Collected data
──────────

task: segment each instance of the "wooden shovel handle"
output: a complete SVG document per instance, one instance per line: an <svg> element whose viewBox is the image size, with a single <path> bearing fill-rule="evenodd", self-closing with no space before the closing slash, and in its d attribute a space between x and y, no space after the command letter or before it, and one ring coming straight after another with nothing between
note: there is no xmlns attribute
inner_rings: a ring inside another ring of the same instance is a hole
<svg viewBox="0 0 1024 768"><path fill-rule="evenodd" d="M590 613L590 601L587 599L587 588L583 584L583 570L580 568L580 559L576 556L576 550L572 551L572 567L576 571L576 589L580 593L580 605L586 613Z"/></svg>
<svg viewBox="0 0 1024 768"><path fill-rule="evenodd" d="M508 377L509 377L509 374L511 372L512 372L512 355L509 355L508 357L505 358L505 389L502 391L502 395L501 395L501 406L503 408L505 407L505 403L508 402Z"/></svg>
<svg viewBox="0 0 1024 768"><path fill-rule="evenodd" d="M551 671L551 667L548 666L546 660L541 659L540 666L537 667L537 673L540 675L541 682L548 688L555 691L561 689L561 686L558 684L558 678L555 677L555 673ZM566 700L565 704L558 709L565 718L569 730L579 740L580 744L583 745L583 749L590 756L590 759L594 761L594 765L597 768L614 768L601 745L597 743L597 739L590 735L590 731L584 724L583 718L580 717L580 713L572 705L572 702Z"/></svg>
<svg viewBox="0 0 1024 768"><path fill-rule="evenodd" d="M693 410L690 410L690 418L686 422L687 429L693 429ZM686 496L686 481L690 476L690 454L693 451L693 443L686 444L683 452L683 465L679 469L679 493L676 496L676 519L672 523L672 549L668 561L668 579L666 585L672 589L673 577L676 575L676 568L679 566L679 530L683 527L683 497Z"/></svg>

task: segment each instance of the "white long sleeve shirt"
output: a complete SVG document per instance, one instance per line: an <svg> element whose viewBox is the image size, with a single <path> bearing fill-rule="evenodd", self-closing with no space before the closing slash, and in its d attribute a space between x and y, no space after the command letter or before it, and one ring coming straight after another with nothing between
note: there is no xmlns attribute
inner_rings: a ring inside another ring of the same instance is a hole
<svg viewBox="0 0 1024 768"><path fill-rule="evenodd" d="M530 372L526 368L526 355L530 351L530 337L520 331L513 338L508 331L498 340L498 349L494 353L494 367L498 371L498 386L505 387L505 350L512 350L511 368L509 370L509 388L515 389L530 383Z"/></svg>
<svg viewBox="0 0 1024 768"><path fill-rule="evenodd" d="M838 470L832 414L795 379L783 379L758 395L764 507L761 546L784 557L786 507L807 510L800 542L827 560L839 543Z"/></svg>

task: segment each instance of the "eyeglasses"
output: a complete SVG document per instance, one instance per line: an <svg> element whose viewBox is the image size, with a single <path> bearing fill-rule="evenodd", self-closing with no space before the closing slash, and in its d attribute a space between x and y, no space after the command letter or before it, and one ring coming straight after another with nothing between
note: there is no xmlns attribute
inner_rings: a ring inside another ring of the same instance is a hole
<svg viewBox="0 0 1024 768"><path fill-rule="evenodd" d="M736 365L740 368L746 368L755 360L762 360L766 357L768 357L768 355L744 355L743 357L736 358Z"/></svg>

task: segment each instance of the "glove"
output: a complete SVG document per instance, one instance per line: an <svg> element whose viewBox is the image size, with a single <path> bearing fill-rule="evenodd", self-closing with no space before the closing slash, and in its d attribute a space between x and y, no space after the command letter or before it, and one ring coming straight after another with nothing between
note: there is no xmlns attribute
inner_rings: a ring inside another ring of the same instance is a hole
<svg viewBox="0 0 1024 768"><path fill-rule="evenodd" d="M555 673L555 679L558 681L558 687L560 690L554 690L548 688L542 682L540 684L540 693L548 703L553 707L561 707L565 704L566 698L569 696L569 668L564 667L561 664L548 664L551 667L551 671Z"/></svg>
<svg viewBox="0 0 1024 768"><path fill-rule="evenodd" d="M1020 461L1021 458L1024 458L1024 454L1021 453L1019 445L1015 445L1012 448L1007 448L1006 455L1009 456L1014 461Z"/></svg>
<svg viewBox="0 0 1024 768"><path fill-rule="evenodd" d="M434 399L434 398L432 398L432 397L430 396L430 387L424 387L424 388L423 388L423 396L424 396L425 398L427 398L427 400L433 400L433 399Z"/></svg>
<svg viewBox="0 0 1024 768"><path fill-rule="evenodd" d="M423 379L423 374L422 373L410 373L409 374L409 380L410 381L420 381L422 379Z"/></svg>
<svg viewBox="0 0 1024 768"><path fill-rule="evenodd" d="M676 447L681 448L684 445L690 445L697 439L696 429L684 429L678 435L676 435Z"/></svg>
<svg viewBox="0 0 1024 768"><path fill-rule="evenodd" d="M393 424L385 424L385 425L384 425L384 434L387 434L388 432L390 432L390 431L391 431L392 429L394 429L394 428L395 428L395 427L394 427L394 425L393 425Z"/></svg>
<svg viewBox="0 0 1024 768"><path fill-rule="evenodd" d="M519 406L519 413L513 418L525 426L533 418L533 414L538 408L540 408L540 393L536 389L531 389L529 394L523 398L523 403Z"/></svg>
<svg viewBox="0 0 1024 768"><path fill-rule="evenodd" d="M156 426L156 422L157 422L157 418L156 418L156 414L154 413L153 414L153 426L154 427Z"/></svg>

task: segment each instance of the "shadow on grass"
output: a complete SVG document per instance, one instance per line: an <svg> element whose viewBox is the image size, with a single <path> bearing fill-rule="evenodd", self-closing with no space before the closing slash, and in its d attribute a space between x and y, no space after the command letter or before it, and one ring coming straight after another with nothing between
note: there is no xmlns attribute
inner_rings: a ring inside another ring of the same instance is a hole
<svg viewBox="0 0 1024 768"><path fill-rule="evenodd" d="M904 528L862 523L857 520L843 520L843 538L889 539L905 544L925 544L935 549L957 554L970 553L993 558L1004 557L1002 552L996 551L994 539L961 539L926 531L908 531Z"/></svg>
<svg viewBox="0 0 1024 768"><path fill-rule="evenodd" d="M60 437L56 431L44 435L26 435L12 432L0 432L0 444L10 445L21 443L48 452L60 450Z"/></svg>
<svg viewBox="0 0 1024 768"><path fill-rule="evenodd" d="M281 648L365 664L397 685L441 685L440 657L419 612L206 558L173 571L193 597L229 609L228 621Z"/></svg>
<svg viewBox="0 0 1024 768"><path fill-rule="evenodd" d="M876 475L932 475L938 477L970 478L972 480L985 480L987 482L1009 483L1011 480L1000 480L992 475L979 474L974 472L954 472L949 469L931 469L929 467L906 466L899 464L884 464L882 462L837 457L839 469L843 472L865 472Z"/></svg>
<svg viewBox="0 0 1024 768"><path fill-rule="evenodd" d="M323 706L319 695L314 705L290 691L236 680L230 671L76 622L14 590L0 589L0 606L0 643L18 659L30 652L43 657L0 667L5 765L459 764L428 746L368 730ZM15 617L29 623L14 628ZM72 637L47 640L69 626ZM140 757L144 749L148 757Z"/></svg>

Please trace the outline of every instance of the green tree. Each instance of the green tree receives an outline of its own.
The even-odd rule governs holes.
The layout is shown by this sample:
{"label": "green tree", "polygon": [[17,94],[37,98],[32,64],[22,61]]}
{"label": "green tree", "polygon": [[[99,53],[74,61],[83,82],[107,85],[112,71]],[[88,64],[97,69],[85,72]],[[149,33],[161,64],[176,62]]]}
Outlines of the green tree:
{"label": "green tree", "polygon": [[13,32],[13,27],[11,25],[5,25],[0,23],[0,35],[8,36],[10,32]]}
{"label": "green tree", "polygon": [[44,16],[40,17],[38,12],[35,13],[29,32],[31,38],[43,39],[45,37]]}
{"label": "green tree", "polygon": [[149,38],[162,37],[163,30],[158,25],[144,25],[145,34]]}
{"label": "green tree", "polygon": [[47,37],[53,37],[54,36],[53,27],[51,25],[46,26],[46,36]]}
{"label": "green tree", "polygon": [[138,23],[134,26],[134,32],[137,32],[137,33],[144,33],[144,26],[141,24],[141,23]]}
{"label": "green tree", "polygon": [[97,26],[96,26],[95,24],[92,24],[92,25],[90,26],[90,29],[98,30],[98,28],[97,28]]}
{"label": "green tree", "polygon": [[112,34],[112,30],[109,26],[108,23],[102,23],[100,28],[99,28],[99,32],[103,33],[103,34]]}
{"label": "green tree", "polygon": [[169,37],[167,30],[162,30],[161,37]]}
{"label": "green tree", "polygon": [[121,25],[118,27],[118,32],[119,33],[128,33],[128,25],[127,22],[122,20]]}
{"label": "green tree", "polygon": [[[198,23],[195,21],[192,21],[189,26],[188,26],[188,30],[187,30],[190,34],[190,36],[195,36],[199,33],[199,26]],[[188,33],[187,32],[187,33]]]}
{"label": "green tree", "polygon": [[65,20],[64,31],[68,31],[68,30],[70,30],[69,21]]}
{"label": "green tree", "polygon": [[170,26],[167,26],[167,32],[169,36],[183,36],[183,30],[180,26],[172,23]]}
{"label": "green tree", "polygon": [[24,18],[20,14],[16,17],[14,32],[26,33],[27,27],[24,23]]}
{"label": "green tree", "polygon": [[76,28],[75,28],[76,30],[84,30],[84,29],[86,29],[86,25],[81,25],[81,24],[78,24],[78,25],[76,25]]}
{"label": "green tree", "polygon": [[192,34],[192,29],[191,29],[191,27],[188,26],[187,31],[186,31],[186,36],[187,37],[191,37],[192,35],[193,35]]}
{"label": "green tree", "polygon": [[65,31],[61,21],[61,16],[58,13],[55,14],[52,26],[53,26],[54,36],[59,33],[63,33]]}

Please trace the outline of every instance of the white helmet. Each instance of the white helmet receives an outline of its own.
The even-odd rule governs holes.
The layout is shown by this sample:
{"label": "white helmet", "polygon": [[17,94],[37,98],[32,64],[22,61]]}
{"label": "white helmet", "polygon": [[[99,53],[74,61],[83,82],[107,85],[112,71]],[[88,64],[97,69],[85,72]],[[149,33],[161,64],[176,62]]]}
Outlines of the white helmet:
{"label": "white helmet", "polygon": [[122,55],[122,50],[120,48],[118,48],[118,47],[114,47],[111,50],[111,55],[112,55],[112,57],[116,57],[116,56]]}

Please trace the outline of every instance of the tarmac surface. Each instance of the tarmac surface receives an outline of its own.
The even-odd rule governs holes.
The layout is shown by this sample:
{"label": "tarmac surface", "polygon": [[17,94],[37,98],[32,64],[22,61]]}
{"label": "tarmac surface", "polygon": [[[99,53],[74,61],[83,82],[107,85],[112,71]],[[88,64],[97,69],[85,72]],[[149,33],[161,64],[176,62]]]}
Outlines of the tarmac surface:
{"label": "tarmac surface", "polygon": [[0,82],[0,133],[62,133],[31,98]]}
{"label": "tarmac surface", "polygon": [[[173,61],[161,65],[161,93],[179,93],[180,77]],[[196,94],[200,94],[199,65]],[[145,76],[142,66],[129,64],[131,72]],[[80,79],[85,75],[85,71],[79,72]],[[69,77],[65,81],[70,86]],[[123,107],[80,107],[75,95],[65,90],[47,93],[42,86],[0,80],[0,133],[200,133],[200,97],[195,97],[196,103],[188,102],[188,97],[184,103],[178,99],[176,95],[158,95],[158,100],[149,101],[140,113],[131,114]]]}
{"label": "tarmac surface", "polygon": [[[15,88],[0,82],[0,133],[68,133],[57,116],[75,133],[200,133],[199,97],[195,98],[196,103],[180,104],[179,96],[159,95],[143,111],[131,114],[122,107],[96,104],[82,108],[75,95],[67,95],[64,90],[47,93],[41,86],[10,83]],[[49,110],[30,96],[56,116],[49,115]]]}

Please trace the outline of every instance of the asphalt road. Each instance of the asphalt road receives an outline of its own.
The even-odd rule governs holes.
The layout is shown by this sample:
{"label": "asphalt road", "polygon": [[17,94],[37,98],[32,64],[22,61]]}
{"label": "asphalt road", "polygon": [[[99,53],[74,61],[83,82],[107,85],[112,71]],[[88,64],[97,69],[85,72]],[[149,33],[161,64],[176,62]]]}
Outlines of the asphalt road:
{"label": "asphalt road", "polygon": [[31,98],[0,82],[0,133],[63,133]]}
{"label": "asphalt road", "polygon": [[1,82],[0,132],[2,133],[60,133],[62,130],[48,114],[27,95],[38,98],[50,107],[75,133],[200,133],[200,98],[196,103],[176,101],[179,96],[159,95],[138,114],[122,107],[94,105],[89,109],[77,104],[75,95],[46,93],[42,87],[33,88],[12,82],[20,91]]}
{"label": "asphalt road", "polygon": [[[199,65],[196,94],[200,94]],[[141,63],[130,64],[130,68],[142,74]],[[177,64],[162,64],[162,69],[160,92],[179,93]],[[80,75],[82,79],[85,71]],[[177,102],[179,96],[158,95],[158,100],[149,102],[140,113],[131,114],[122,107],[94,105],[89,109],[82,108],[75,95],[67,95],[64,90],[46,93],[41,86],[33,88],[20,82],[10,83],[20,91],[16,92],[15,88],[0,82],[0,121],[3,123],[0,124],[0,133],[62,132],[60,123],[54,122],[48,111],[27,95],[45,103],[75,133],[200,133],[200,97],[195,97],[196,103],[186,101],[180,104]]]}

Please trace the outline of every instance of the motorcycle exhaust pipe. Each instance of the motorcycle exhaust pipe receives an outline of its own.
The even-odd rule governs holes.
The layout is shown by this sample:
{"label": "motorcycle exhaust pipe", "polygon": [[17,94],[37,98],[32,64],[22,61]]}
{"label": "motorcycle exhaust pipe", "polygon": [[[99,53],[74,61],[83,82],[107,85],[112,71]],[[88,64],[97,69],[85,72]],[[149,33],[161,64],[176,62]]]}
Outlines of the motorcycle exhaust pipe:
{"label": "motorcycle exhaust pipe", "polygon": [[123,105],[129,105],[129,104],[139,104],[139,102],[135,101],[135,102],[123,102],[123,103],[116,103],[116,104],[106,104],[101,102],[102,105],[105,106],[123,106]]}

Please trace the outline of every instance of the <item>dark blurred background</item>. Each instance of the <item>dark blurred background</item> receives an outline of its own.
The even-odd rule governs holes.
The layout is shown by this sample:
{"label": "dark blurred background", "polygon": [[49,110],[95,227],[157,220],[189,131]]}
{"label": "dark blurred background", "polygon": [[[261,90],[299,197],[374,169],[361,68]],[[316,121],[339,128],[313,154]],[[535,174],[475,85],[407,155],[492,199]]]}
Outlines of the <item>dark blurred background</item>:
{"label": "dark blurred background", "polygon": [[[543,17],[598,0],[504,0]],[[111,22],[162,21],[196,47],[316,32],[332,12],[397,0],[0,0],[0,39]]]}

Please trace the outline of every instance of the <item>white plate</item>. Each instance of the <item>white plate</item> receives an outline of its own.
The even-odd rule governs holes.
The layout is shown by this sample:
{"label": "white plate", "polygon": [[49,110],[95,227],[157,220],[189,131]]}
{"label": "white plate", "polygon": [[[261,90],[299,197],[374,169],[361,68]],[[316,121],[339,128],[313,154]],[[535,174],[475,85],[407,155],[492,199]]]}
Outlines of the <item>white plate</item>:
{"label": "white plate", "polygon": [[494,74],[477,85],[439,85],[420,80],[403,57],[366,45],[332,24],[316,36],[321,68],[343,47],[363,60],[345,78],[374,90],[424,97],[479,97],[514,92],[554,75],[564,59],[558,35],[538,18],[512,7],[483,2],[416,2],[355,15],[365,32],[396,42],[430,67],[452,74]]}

──────────

**Work to complete**
Each line of the data that includes "segment" should be copied.

**Output**
task: segment each instance of the "wooden shovel handle"
task: segment each instance of the "white long sleeve shirt"
task: segment each instance of the "eyeglasses"
task: segment each instance of the "glove"
task: segment each instance of the "shadow on grass"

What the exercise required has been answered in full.